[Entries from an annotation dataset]
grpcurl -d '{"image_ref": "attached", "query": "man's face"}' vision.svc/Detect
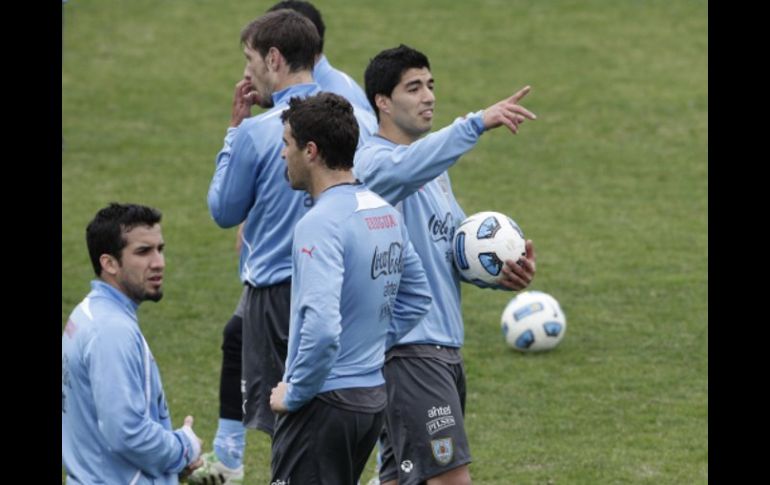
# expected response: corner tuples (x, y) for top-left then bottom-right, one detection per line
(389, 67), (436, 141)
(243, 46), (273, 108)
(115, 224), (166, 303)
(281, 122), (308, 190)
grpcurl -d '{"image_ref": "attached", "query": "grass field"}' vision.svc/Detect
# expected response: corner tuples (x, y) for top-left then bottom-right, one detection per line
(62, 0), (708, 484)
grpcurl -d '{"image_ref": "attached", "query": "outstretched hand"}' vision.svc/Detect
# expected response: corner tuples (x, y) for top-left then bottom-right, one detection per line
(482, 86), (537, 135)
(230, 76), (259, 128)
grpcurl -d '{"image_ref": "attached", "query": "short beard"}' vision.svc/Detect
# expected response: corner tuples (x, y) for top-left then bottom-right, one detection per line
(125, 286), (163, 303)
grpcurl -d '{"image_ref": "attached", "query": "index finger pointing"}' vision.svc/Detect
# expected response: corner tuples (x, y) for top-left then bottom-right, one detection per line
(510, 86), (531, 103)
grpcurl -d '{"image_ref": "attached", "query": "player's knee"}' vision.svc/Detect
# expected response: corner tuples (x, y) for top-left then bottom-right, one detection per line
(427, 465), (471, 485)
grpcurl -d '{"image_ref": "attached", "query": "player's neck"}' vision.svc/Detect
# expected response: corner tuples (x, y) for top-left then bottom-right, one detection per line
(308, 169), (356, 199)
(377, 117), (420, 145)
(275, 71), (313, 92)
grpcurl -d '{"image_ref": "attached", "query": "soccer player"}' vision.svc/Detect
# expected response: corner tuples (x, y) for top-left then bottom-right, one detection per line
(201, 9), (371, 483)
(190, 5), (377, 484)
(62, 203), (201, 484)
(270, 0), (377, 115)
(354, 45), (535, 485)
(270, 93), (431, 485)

▸ TASK PROMPT
Return every line of the material that contains the string "player", copied as it appears. Case counts.

▸ TASK OUTPUT
grpcurl -d '{"image_ref": "attached", "query": "player's knee"}' vision.svc/Detect
grpcurl -d '{"image_ref": "attached", "query": "player's neck"}' vision.svc/Detect
grpcurl -d '{"image_ref": "attached", "query": "soccer player"}' vision.svc/Detect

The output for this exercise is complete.